Relays acted : a. Flag operation at Protection panel.
b. Acting of Master relay
c. Indication at Annunciation Panel.
Consequences : a. Tripping of 220KV breaker
b. Tripping of Field breaker
c. Stop command to Turbine thro’ Mark-IV
Status : a. Unit is at coasting down.
Once the differential protection operated, the unit can not be taken into service unless the generator winding is thoroughly examined by the maintenance staff of any internal faults
2.GENERATOR-TRANSFORMER DIFFERENTIAL PROTECTION :
Setting : 0.75 Amp Time : Instantaneous
It protects 11KV bus duct, 11/0.440KV unit auxiliary transformer, 11/20KV step-up transformer against internal faults such as phase-to-phase and three phase-to-ground faults. This type of fault is very serious because very large current can flow and produce large amounts of damage to the winding if it is allowed to persist. One set current transformers of the generator on neutral side and another set current transformer on 220KV side after transformer, is exclusively used for the protection. Upon the detection of difference in current between these current transformers, the unit is tripped with out time delay.One the generator-transformer differential protection operated, the unit can not be taken into service unless the 11KV bus duct, unit auxiliary transformer, power transformer are thoroughly examined by the maintenance staff for any internal faults.
Relays acted : a. Flag operation at Protection panel.
b. Acting of Master relay
c. Indication at Annunciation Panel.
Consequences : a. Tripping of 220KV breaker
b. Tripping of Field breaker
c. Stop command to Turbine thro’ Mark-IV
Status : a. Unit is at coasting down.
3.LOSS OF FIELD OR EXCITATION PROTECTION :
Setting : K1-2, K2-1, K3-2 Trip after 2 Sec.
When the synchronous machine with excitation, is connected to the grid, it generates reactive power along with active power to the grid and the rotor speed is same as that of grid frequency. Loss of field or loss of excitation results in loss of synchronism between rotor flux & stator flux. The synchronous machine operates as an induction machine at higher speed and draws reactive power from the grid. This will result in the flow of slip frequency currents in the rotor body as well as severe torque oscillations in the rotor shaft. As the rotor is not designed to sustain such currents or to withstand the high alternating torques which results in rotor overheating, coupling slippage and even rotor failure.
A loss of excitation normally indicates a problem with the excitation system. Some times it may be due to inadvertent tripping of filed breaker, open or short circuit of field winding or loss of source to the exciter. If the generator is not disconnected immediately when it loses excitation wide spread instability may very quickly develop and major system shutdown may occur.
When loss of excitation alarm annunciates at annunciation panel, the machine may probably be running with less excitation at leading MVAR power. Increase the excitation on the machine until it reaches on lagging MVAR power. The machine trips on the same protection along with alarm resynchronize the machine and try to stabilize at required MVAR power. If not possible, trip the machine immediately and inform to the maintenance staff for thorough checking of the Automatic Voltage Regulator (AVR) and its associated parts.

◆ DATA UNDER STUDY

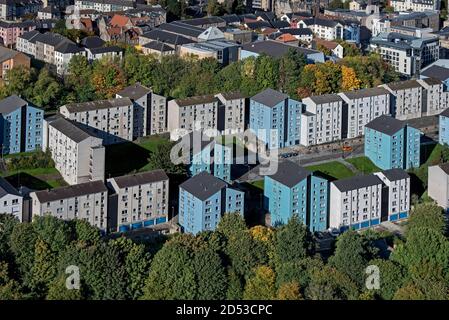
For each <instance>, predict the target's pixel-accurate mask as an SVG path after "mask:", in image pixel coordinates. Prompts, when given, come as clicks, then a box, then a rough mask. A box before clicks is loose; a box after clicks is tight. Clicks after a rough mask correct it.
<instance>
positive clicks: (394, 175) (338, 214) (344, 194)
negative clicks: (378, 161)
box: [329, 169, 410, 231]
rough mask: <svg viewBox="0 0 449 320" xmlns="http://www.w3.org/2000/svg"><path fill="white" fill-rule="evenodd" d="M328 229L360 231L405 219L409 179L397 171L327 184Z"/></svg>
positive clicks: (362, 176) (345, 179)
mask: <svg viewBox="0 0 449 320" xmlns="http://www.w3.org/2000/svg"><path fill="white" fill-rule="evenodd" d="M329 207H330V211H329V212H330V218H329V220H330V227H331V228H336V229H339V230H341V231H343V230H347V229H354V230H358V229H364V228H368V227H371V226H376V225H378V224H380V223H381V222H383V221H387V220H389V221H397V220H400V219H404V218H407V217H408V215H409V210H410V176H409V175H408V174H407V173H406V172H405V171H404V170H401V169H392V170H386V171H382V172H377V173H374V174H369V175H364V176H355V177H352V178H347V179H342V180H337V181H333V182H331V184H330V206H329Z"/></svg>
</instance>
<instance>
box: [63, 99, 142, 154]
mask: <svg viewBox="0 0 449 320" xmlns="http://www.w3.org/2000/svg"><path fill="white" fill-rule="evenodd" d="M59 112H60V113H61V114H62V115H63V116H64V117H66V118H68V119H70V120H74V121H77V122H78V123H80V124H82V125H84V126H83V127H84V128H85V129H87V130H89V131H90V132H92V134H93V135H95V136H98V137H99V138H101V139H103V144H104V145H108V144H113V143H118V142H123V141H132V140H133V139H134V138H135V137H138V136H139V134H140V133H141V132H142V131H143V130H142V129H140V128H139V129H138V130H137V132H135V128H136V127H135V124H136V123H143V120H142V121H137V120H135V118H134V103H133V102H132V101H131V99H130V98H117V99H109V100H97V101H90V102H82V103H69V104H66V105H64V106H62V107H60V108H59Z"/></svg>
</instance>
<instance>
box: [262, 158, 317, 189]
mask: <svg viewBox="0 0 449 320" xmlns="http://www.w3.org/2000/svg"><path fill="white" fill-rule="evenodd" d="M310 173H311V172H310V171H309V170H307V169H305V168H303V167H301V166H300V165H298V164H296V163H294V162H292V161H288V160H287V161H282V162H279V164H278V169H277V171H276V173H275V174H273V175H269V177H270V178H271V179H273V180H276V181H277V182H279V183H282V184H283V185H285V186H287V187H289V188H292V187H294V186H296V185H297V184H298V183H299V182H301V181H303V180H304V179H305V178H307V177H308V176H309V175H310Z"/></svg>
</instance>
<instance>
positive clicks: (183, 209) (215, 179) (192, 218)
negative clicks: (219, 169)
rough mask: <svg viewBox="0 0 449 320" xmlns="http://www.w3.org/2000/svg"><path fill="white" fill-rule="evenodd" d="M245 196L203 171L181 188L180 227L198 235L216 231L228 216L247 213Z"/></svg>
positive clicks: (191, 179)
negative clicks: (222, 217) (235, 214)
mask: <svg viewBox="0 0 449 320" xmlns="http://www.w3.org/2000/svg"><path fill="white" fill-rule="evenodd" d="M244 198H245V194H244V192H242V191H239V190H237V189H234V188H231V187H230V186H229V185H228V184H227V183H226V182H224V181H222V180H220V179H218V178H216V177H214V176H213V175H211V174H210V173H208V172H201V173H199V174H197V175H195V176H193V177H192V178H190V179H189V180H187V181H186V182H184V183H182V184H181V185H180V186H179V224H180V225H181V226H182V228H183V231H184V232H187V233H192V234H197V233H198V232H201V231H207V230H211V231H213V230H215V228H216V227H217V225H218V223H219V222H220V220H221V217H222V215H223V214H225V213H239V214H241V215H242V216H243V213H244Z"/></svg>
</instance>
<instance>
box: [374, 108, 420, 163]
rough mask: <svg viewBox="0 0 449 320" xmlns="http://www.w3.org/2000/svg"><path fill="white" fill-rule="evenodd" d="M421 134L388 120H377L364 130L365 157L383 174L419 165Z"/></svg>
mask: <svg viewBox="0 0 449 320" xmlns="http://www.w3.org/2000/svg"><path fill="white" fill-rule="evenodd" d="M420 139H421V131H419V130H418V129H415V128H413V127H411V126H410V125H408V124H407V123H405V122H404V121H400V120H397V119H394V118H392V117H391V116H387V115H384V116H380V117H378V118H376V119H374V120H373V121H371V122H370V123H368V124H367V125H366V126H365V156H367V157H368V158H369V159H370V160H371V161H372V162H373V163H374V164H375V165H376V166H378V167H379V168H381V169H383V170H387V169H393V168H399V169H410V168H417V167H419V165H420Z"/></svg>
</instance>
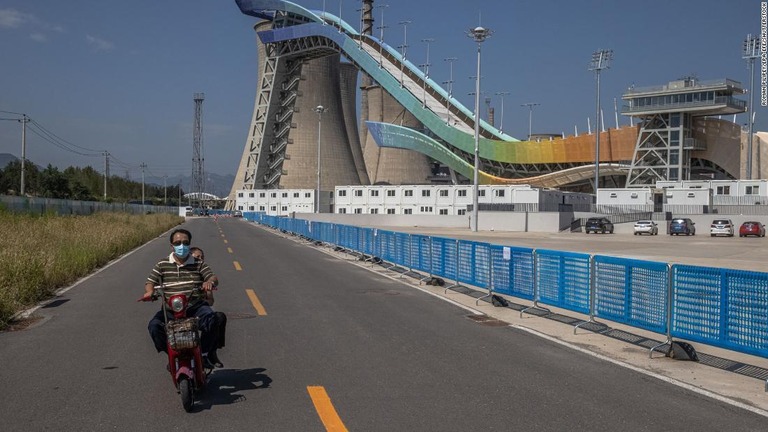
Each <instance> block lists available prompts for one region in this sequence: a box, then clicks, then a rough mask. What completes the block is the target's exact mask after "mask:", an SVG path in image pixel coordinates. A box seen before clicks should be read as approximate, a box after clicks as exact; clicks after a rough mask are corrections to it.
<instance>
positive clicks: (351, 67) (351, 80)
mask: <svg viewBox="0 0 768 432" xmlns="http://www.w3.org/2000/svg"><path fill="white" fill-rule="evenodd" d="M340 67H341V102H342V104H341V107H342V109H343V110H344V124H345V125H346V127H347V137H348V138H349V145H350V149H351V150H352V158H353V159H354V161H355V169H356V171H357V175H358V177H359V178H360V184H364V185H367V184H370V181H369V180H368V171H366V169H365V159H364V158H363V149H362V147H361V146H360V143H361V141H360V133H359V132H358V130H357V75H358V71H357V68H356V67H355V65H353V64H352V63H342V64H341V66H340ZM363 76H364V77H365V75H363ZM364 81H365V80H364Z"/></svg>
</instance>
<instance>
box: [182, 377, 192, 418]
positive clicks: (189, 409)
mask: <svg viewBox="0 0 768 432" xmlns="http://www.w3.org/2000/svg"><path fill="white" fill-rule="evenodd" d="M179 393H180V394H181V404H182V405H183V406H184V411H186V412H191V411H192V406H193V405H194V404H195V394H194V386H193V385H192V381H191V380H190V379H189V378H187V377H180V378H179Z"/></svg>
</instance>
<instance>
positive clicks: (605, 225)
mask: <svg viewBox="0 0 768 432" xmlns="http://www.w3.org/2000/svg"><path fill="white" fill-rule="evenodd" d="M590 231H591V232H594V233H598V232H601V233H603V234H605V233H611V234H613V222H611V221H609V220H608V218H589V219H587V222H586V223H585V224H584V232H586V233H587V234H589V233H590Z"/></svg>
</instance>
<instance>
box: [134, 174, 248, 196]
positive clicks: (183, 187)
mask: <svg viewBox="0 0 768 432" xmlns="http://www.w3.org/2000/svg"><path fill="white" fill-rule="evenodd" d="M133 180H134V181H136V179H133ZM138 180H139V181H141V179H138ZM144 181H146V182H147V184H154V185H156V186H160V187H162V186H163V182H165V185H166V186H172V185H177V184H181V189H182V190H183V191H184V192H187V193H188V192H191V191H192V176H191V175H188V176H173V177H171V176H168V178H167V179H163V177H146V178H145V179H144ZM234 182H235V176H234V175H233V174H227V175H220V174H215V173H207V174H206V177H205V188H204V189H205V192H207V193H211V194H214V195H216V196H218V197H220V198H226V196H227V195H229V192H230V191H231V190H232V184H233V183H234Z"/></svg>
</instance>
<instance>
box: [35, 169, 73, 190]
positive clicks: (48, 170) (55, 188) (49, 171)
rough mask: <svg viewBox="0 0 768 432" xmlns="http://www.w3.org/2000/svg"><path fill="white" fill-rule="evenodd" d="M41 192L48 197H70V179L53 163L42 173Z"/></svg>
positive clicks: (40, 189)
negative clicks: (67, 179)
mask: <svg viewBox="0 0 768 432" xmlns="http://www.w3.org/2000/svg"><path fill="white" fill-rule="evenodd" d="M39 192H40V194H42V195H43V196H45V197H48V198H70V196H71V195H72V191H71V190H70V189H69V181H68V180H67V178H66V177H65V176H64V174H63V173H62V172H61V171H59V169H58V168H56V167H54V166H53V165H51V164H48V167H47V168H46V169H44V170H43V172H42V173H41V175H40V191H39Z"/></svg>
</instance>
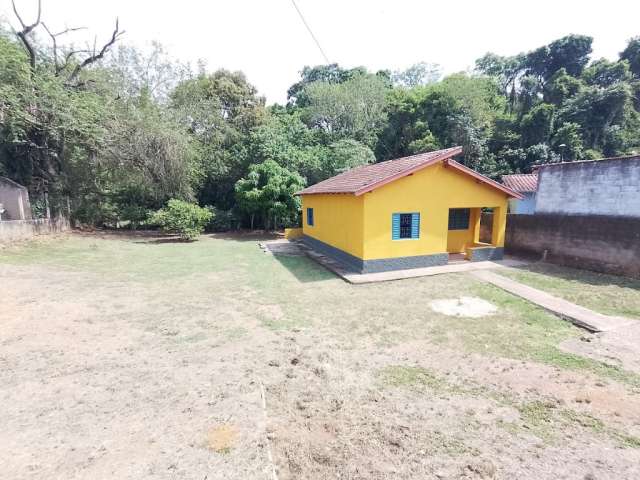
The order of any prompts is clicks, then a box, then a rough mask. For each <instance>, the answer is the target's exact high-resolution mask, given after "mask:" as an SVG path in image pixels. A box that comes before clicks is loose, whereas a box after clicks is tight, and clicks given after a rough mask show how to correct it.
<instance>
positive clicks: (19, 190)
mask: <svg viewBox="0 0 640 480" xmlns="http://www.w3.org/2000/svg"><path fill="white" fill-rule="evenodd" d="M0 204H2V208H3V209H4V213H2V214H0V216H1V218H2V220H3V221H4V220H31V203H29V191H28V190H27V189H26V188H25V187H23V186H22V185H20V184H19V183H16V182H14V181H13V180H10V179H8V178H6V177H0Z"/></svg>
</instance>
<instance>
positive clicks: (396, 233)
mask: <svg viewBox="0 0 640 480" xmlns="http://www.w3.org/2000/svg"><path fill="white" fill-rule="evenodd" d="M392 217H393V219H392V222H391V238H392V240H399V239H400V214H399V213H394V214H393V215H392Z"/></svg>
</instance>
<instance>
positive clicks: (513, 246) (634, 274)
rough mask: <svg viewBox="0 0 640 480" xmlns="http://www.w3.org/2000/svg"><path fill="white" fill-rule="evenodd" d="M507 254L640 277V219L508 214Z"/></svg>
mask: <svg viewBox="0 0 640 480" xmlns="http://www.w3.org/2000/svg"><path fill="white" fill-rule="evenodd" d="M505 251H506V252H507V253H508V254H512V255H520V256H530V257H533V258H537V259H541V258H543V257H545V258H546V261H548V262H551V263H557V264H560V265H566V266H570V267H575V268H583V269H587V270H594V271H597V272H604V273H611V274H614V275H624V276H630V277H636V278H640V218H621V217H614V216H596V215H538V214H537V215H509V216H508V218H507V232H506V241H505Z"/></svg>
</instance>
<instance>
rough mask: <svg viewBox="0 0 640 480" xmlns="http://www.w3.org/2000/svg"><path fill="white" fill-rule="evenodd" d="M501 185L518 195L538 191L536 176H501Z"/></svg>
mask: <svg viewBox="0 0 640 480" xmlns="http://www.w3.org/2000/svg"><path fill="white" fill-rule="evenodd" d="M502 183H504V184H505V185H506V186H507V187H509V188H510V189H511V190H515V191H516V192H520V193H530V192H535V191H537V190H538V174H537V173H528V174H520V173H518V174H514V175H503V176H502Z"/></svg>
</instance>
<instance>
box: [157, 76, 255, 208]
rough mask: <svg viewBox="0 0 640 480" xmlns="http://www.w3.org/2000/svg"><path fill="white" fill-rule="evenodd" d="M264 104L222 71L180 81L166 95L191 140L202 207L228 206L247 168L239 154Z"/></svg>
mask: <svg viewBox="0 0 640 480" xmlns="http://www.w3.org/2000/svg"><path fill="white" fill-rule="evenodd" d="M264 103H265V99H264V98H263V97H260V96H258V94H257V90H256V88H255V87H254V86H253V85H251V84H250V83H249V82H248V81H247V79H246V77H245V76H244V74H242V73H241V72H229V71H226V70H218V71H216V72H214V73H213V74H211V75H206V74H200V75H198V76H197V77H195V78H191V79H188V80H185V81H183V82H181V83H180V84H179V85H178V86H177V87H176V89H175V90H174V91H173V92H172V93H171V95H170V107H171V109H172V110H173V112H174V114H175V116H176V117H177V118H178V120H179V122H180V123H181V124H182V125H184V127H185V128H186V129H187V130H188V132H190V134H191V136H192V137H193V138H194V139H195V149H196V152H197V156H198V158H199V159H200V165H201V166H202V171H203V181H202V184H201V187H200V188H199V190H198V192H197V198H198V200H199V201H200V202H201V203H202V204H210V205H216V206H218V207H221V208H224V209H228V208H231V207H232V206H233V202H234V184H235V182H236V181H237V180H238V179H239V178H240V177H241V176H242V175H244V174H245V172H246V168H247V164H246V162H243V160H244V157H243V156H242V155H241V154H240V153H239V152H241V150H242V145H243V142H244V141H245V139H246V137H247V135H249V132H251V130H252V129H253V128H255V127H256V126H258V125H260V124H261V123H262V122H263V121H264V119H265V118H266V110H265V107H264Z"/></svg>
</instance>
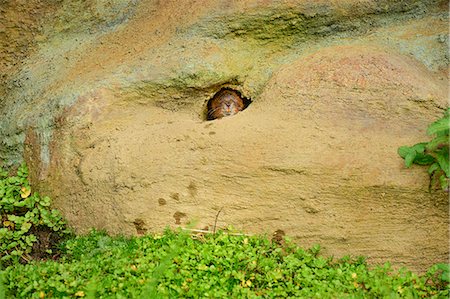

◆ ACTIVITY
Can you transcribe the stretch of the generator protection text from "A loss of excitation" through "shutdown may occur."? The entries can be left aside.

◆ ANSWER
A loss of excitation normally indicates a problem with the excitation system. Some times it may be due to inadvertent tripping of filed breaker, open or short circuit of field winding or loss of source to the exciter. If the generator is not disconnected immediately when it loses excitation wide spread instability may very quickly develop and major system shutdown may occur.